> [Short exercise]
Rewrite all of the material below, replacing each "Output boxes" with "List boxes" and keeping everything else unchanged.

> [Material supplied]

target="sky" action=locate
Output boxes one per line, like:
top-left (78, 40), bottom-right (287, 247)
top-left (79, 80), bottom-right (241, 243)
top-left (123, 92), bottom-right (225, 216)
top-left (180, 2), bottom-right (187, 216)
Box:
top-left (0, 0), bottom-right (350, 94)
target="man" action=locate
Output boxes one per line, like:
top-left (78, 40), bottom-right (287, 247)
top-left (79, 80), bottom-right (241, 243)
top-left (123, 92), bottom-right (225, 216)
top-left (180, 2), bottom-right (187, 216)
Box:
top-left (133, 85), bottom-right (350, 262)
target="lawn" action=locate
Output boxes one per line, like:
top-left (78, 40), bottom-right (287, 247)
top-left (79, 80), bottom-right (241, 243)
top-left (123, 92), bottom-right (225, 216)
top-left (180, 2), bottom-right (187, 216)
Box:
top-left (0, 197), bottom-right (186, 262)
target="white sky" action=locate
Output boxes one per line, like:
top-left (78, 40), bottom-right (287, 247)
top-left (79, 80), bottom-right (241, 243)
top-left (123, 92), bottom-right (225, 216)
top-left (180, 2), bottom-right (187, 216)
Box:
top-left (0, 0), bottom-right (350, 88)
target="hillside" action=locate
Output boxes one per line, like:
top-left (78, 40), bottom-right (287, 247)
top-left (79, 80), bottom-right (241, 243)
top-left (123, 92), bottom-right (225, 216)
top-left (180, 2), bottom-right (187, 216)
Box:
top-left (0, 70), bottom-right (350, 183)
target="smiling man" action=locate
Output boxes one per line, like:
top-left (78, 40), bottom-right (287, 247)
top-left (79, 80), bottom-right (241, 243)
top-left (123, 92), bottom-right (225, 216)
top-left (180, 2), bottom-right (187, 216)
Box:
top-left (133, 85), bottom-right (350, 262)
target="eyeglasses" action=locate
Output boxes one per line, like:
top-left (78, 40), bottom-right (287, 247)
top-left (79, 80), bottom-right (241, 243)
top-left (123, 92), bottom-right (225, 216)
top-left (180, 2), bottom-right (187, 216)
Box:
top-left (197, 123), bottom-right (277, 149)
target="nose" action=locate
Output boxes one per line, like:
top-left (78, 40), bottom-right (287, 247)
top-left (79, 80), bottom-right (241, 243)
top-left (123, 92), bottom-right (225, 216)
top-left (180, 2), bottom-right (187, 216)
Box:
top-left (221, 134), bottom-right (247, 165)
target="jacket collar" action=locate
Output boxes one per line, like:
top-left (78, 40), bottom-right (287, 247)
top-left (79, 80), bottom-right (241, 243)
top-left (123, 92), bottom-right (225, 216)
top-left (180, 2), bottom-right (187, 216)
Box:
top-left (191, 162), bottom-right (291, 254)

> [Worked solution]
target="sky" action=locate
List boxes one per line, like:
top-left (78, 40), bottom-right (287, 247)
top-left (79, 80), bottom-right (241, 243)
top-left (123, 92), bottom-right (225, 216)
top-left (180, 2), bottom-right (187, 216)
Box:
top-left (0, 0), bottom-right (350, 94)
target="man" action=locate
List boxes one per line, like:
top-left (78, 40), bottom-right (287, 247)
top-left (79, 80), bottom-right (241, 243)
top-left (123, 92), bottom-right (225, 216)
top-left (180, 2), bottom-right (187, 216)
Box:
top-left (133, 85), bottom-right (350, 262)
target="lawn" action=locate
List boxes one per line, like:
top-left (78, 40), bottom-right (287, 247)
top-left (79, 80), bottom-right (241, 243)
top-left (123, 92), bottom-right (225, 216)
top-left (180, 2), bottom-right (187, 216)
Box:
top-left (0, 197), bottom-right (186, 262)
target="white sky" action=locate
List boxes one per line, like:
top-left (78, 40), bottom-right (287, 247)
top-left (79, 80), bottom-right (241, 243)
top-left (123, 92), bottom-right (225, 216)
top-left (180, 2), bottom-right (187, 216)
Box:
top-left (0, 0), bottom-right (350, 88)
target="hillside" action=locate
List boxes one per line, like:
top-left (78, 40), bottom-right (287, 247)
top-left (79, 80), bottom-right (241, 243)
top-left (123, 92), bottom-right (225, 216)
top-left (180, 2), bottom-right (187, 216)
Box:
top-left (0, 70), bottom-right (350, 183)
target="smiling man" action=locate
List boxes one per line, like:
top-left (78, 40), bottom-right (287, 247)
top-left (79, 80), bottom-right (241, 243)
top-left (123, 92), bottom-right (225, 216)
top-left (180, 2), bottom-right (187, 216)
Box:
top-left (133, 85), bottom-right (350, 262)
target="eyeglasses" action=locate
List boxes one per line, like:
top-left (78, 40), bottom-right (287, 247)
top-left (79, 80), bottom-right (241, 243)
top-left (123, 92), bottom-right (225, 216)
top-left (180, 2), bottom-right (187, 216)
Box:
top-left (197, 123), bottom-right (277, 149)
target="nose" action=locate
List boxes one per line, like:
top-left (78, 40), bottom-right (287, 247)
top-left (79, 80), bottom-right (241, 243)
top-left (123, 92), bottom-right (225, 216)
top-left (180, 2), bottom-right (187, 216)
Box:
top-left (221, 134), bottom-right (247, 165)
target="jacket collar" action=locate
List boxes one per line, like:
top-left (78, 40), bottom-right (287, 247)
top-left (79, 80), bottom-right (241, 243)
top-left (123, 92), bottom-right (225, 216)
top-left (180, 2), bottom-right (187, 216)
Box:
top-left (191, 162), bottom-right (291, 254)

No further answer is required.